SET EXERCISE
Can you copy each of the records below line for line, with no changes?

EXERCISE MATERIALS
▼

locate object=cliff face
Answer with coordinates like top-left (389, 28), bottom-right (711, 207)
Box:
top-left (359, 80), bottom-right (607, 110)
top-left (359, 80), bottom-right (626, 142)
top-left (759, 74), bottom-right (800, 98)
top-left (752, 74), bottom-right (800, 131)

▲

RIGHT ANSWER
locate object=cliff face
Answer with coordinates like top-left (389, 28), bottom-right (711, 207)
Box:
top-left (359, 80), bottom-right (607, 110)
top-left (359, 80), bottom-right (626, 142)
top-left (759, 74), bottom-right (800, 98)
top-left (752, 74), bottom-right (800, 131)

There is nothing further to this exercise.